━━━━━ MATERIAL SHOWN ━━━━━
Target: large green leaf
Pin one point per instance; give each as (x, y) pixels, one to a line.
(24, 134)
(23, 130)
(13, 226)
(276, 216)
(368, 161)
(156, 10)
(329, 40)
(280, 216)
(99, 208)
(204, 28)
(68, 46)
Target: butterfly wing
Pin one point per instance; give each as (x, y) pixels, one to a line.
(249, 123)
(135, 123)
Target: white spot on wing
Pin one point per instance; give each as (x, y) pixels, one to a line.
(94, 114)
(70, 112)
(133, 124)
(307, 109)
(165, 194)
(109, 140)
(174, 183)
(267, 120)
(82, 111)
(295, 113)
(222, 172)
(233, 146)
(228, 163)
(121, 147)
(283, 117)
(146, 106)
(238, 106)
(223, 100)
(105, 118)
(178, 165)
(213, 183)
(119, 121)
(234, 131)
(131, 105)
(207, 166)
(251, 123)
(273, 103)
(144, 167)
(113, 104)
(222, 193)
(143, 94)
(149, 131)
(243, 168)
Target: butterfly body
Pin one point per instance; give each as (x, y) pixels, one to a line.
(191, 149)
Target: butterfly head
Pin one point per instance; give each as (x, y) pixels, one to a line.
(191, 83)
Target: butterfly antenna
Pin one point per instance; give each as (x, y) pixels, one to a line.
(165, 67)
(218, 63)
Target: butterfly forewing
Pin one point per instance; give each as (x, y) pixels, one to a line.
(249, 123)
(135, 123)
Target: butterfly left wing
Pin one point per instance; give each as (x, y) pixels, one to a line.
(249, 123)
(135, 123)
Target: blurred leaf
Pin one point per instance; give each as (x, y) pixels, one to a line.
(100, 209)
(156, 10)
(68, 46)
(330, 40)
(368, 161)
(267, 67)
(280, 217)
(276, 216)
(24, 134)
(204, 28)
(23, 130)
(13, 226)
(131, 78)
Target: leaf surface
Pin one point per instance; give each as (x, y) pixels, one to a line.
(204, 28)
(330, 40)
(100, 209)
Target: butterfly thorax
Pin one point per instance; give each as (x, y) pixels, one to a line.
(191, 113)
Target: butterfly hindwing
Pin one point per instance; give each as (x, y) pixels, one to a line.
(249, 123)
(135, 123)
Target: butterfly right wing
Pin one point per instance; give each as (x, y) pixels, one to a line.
━━━━━
== TASK STATEMENT ==
Collect each line of the entries that has the word "butterfly", copying it in full.

== ANSWER ==
Target: butterfly wing
Target: butterfly body
Target: butterfly head
Target: butterfly antenna
Target: butterfly forewing
Target: butterfly left wing
Target: butterfly thorax
Target: butterfly hindwing
Target: butterfly right wing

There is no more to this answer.